CONSIGNE 1
D'après le texte sur la norme et la Loi, en quelles personnes l'image du père sera-t-elle retrouvée ?
CONSIGNE 2
Recopiez le passage du texte sur la norme et la Loi qui va de « Compte tenu de » à « de la personnalité. ».
CONSIGNE 3
Pour chaque affirmation, dites si elle s'accorde avec le texte sur la norme et la Loi, puis citez les mots du texte qui tranchent.
(a) La norme pourrait protéger des pathologies narcissiques.
(b) La Loi symbolique sert à pallier une carence maternelle.
(c) Le texte date de mai 2017.

TEXTE FOURNI
---+---
Norme – Loi – Image spéculaire en psychanalyse

Nicolas Koreicho – mai 2017

Compte tenu de l’influence qu’exercent sur eux-mêmes directement et réciproquement sujets et objets, la norme pourrait représenter une sorte d’éthique dans laquelle ces sujets et ces objets disposeraient de repères communs  protégeant des pathologies narcissiques, des états-limites, des clivages de la personnalité.

La norme devrait alors de quelque manière instituer a minima une Loi symbolique, qui trouve sa raison d’être dans l’idée de pallier une carence paternelle, elle-même consécutive à l’absence du Père, réelle ou conséquente, la faillite du Père conduisant à l’idée de le retrouver dans un autre rassurant, c’est-à-dire susceptible de poser des limites, ce qui explique meurtres, crimes, délits caractéristiques des pathologies perverses, psychopathiques, toxicomaniaques, limites et de certaines psychoses paranoïaques et schizophréniques, puisque, immanquablement, l’image du père sera retrouvée en le policier, le commissaire, le juge, l’éducateur.
---+---
ENREGISTREMENTS
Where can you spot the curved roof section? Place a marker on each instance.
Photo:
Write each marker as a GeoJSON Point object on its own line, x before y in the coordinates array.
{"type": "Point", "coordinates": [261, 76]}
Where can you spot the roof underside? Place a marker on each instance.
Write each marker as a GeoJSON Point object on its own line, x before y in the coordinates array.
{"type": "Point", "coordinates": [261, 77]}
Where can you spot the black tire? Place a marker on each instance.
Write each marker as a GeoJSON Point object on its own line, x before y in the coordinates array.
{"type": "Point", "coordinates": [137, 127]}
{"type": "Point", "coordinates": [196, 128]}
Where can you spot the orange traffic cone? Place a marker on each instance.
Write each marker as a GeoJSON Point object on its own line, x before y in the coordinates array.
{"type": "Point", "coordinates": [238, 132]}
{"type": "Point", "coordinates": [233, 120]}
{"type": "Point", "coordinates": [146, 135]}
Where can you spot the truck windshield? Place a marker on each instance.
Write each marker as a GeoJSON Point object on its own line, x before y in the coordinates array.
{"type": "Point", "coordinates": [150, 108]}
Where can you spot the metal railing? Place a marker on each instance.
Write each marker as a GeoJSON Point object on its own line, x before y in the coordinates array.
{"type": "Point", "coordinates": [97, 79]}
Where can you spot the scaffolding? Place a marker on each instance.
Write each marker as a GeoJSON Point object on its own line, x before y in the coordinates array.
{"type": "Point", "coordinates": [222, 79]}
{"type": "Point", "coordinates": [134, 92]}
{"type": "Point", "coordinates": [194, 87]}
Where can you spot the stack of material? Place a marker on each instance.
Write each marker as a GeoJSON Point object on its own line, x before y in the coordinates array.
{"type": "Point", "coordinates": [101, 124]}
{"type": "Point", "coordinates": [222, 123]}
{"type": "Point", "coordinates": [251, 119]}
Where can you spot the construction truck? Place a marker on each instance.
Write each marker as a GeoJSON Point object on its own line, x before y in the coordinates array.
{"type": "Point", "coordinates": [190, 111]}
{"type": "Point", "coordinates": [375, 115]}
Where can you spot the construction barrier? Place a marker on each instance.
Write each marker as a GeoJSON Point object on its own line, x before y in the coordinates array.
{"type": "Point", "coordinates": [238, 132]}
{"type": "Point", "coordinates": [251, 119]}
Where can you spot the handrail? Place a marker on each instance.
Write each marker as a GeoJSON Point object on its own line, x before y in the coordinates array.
---+---
RÉPONSE ATTENDUE 1
En le policier, le commissaire, le juge, l'éducateur.

RÉPONSE ATTENDUE 2
Compte tenu de l’influence qu’exercent sur eux-mêmes directement et réciproquement sujets et objets, la norme pourrait représenter une sorte d’éthique dans laquelle ces sujets et ces objets disposeraient de repères communs  protégeant des pathologies narcissiques, des états-limites, des clivages de la personnalité.

RÉPONSE ATTENDUE 3
(a) Oui : « protégeant des pathologies narcissiques ».
(b) Non : « pallier une carence paternelle ».
(c) Oui : « mai 2017 ».